From   Austin Nichols <austinnichols@gmail.com>
To   statalist@hsphsun2.harvard.edu
Subject   Re: st: RE: Panel data: large number of linear time trends
Date   Fri, 24 Feb 2012 14:04:31 -0500

William Gui Woolston--
You have to detrend the outcome and each regressor, not just the outcome.

clear all
prog mydetrend, rclass byable(recall)
 version 10.1
 syntax varlist [if] [in], DETrend(varname)
 tempvar eps
 marksample touse
 regress `varlist' if `touse'
 predict double `eps' if e(sample), res
 replace `detrend' = `eps' if e(sample)
 end
webuse grunfeld
g i_dtr = .
g mv_dtr = .
by company: mydetrend invest year, det(i_dtr)
by company: mydetrend mvalue year, det(mv_dtr)
areg mv_dtr invest, abs(company)
areg mv_dtr i_dtr, abs(company)
reg mvalue c.invest c.year##i.company

You can speed this up by not running a lot of regressions, but instead
computing regression coefs and residuals by hand, as mentioned in
http://www.stata.com/statalist/archive/2011-09/msg01177.html
though for 3100 panels the solution given is fast enough.

One thing to think about--there is estimation error in the
panel-specific trends.
When you detrend each of the RHS variables, you are potentially
introducing a lot of measurement error that can bias their coefs:
xhat=x-bhat*time where bhat is measured with error.

I would think you would want some simulation evidence showing that not
estimating each of the county-level trends is worse than estimating
them, and still you would want to consider that coefs might be biased
toward zero.

-.-.-

TASK INSTRUCTIONS:
1/ Answer these questions about the reply, one line each:
(a) Besides the outcome, what does the reply say must be detrended?
(b) Which dataset does the code load with webuse?
(c) For how many panels does the reply call the given solution fast enough?
2/ Reproduce word for word the part of the reply that opens with the words containing "version 10.1" and closes with "mvalue year, det(mv_dtr)".

INFORMATION GIVEN:
-.-.-

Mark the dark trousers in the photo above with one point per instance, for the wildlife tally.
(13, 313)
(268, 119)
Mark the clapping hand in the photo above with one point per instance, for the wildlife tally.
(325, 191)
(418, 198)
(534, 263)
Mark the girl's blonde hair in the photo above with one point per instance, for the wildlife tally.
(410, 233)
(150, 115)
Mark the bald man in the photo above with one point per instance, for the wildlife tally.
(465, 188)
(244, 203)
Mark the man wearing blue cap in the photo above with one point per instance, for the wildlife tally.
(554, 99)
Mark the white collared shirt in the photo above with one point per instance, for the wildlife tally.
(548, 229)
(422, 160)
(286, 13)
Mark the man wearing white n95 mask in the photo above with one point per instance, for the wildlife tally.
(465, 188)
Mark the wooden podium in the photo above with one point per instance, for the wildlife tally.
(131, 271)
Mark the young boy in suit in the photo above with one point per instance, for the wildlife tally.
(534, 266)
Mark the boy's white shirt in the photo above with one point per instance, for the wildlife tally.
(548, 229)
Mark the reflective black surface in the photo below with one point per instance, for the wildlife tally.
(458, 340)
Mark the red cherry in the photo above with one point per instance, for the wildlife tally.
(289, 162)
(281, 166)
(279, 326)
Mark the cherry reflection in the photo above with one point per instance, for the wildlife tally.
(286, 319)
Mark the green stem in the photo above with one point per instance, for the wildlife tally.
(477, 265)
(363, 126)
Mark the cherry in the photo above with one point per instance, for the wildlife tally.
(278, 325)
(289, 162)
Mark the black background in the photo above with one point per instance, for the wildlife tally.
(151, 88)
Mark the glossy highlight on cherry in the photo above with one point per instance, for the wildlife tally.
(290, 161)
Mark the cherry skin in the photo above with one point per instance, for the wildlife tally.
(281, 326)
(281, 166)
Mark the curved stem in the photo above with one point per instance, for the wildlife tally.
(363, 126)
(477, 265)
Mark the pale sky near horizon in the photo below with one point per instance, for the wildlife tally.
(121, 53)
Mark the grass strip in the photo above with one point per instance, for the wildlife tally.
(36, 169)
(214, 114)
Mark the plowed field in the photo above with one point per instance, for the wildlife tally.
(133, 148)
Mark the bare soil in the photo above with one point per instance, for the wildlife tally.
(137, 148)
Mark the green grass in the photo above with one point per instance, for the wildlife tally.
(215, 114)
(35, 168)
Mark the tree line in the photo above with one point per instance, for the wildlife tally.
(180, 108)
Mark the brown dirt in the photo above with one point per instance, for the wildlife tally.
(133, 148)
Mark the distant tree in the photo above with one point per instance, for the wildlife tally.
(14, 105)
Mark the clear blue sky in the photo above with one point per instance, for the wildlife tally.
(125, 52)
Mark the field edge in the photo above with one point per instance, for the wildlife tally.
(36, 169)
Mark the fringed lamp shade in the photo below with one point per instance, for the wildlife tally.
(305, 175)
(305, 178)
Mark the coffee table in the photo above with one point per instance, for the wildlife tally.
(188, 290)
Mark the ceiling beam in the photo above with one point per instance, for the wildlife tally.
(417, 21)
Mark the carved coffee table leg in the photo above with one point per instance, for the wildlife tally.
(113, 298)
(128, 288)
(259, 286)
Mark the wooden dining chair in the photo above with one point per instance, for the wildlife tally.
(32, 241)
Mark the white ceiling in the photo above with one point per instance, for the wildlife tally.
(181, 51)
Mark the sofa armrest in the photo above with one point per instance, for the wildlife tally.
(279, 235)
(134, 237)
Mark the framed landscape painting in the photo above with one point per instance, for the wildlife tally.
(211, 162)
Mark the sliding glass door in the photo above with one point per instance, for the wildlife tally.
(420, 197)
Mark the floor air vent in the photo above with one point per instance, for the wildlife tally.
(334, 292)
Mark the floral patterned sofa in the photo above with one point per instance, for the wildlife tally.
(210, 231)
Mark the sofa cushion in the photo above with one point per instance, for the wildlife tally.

-.-.-

ANSWERS TO THE EXERCISE:
1/
(a) Each regressor.
(b) grunfeld
(c) 3100

2/
version 10.1
 syntax varlist [if] [in], DETrend(varname)
 tempvar eps
 marksample touse
 regress `varlist' if `touse'
 predict double `eps' if e(sample), res
 replace `detrend' = `eps' if e(sample)
 end
webuse grunfeld
g i_dtr = .
g mv_dtr = .
by company: mydetrend invest year, det(i_dtr)
by company: mydetrend mvalue year, det(mv_dtr)